▶ **Records provided**:

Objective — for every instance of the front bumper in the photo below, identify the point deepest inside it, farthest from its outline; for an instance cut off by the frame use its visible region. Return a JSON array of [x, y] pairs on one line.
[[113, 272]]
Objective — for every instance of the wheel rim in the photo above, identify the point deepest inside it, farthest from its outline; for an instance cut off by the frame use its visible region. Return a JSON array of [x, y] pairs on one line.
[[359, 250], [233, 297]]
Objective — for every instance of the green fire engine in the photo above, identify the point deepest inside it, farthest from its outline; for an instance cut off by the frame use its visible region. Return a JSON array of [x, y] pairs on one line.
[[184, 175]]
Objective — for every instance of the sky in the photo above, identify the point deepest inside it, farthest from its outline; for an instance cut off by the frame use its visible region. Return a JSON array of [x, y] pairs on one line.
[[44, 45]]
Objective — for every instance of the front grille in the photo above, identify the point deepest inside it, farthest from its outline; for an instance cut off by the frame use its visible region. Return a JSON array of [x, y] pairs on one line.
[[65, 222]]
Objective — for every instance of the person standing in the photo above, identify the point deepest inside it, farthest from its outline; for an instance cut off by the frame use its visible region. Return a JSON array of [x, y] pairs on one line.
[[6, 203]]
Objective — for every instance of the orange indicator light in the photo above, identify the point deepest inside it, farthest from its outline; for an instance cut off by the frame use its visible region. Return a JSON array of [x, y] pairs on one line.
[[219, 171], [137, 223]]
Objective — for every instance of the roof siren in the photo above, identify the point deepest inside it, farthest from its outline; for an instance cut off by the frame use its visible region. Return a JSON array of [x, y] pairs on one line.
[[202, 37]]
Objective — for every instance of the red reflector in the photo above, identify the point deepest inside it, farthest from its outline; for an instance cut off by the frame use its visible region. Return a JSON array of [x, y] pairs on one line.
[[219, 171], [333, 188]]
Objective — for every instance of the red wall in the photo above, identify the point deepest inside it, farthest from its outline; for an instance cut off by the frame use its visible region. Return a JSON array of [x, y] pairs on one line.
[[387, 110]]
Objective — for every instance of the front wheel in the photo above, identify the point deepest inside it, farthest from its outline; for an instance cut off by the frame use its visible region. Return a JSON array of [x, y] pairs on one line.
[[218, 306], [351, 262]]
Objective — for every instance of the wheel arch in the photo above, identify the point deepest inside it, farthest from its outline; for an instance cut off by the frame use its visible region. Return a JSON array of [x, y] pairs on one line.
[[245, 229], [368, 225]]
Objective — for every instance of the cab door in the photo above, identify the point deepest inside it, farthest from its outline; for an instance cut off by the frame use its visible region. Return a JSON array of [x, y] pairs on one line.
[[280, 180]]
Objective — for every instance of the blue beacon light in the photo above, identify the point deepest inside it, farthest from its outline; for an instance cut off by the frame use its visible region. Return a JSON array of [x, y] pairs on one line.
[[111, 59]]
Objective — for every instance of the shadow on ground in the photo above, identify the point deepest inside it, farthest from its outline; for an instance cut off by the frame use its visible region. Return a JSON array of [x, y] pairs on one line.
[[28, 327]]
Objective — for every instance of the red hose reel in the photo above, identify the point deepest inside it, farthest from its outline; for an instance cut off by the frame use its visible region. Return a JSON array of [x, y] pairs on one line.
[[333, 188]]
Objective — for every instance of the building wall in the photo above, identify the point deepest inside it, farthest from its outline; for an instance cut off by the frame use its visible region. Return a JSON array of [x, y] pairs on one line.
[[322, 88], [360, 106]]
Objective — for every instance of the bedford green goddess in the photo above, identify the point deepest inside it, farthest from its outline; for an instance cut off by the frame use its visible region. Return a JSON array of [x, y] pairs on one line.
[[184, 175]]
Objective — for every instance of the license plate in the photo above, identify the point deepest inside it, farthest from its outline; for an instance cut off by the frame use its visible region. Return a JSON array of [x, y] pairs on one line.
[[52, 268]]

▶ **Problem statement**:
Copy the items again, from the line containing "Objective — for every instance of the person" through the line containing "[[202, 37]]", and add 108 to every coordinate in the answers.

▶ **Reply**:
Objective — for every instance of the person standing in the photo above, identify the point deepest inside it, farthest from its outline; for an instance cut off by the frame use its visible region. Return a JSON array of [x, y] pairs on one line.
[[114, 311]]
Objective — for every instance of the orange indicator light in the photo above, identify the point deepest inside it, farthest from its outline; for an instance cut off by the frame use its visible region. Return a JSON array of [x, y] pairs on one line.
[[327, 279], [245, 331]]
Objective — for every instance of the roof siren in the photo above, identify the point deepest inside it, farthest from its outline; for an instance cut off by the frame use its visible region. Return a JSON array of [x, y] pairs on one line.
[[310, 145]]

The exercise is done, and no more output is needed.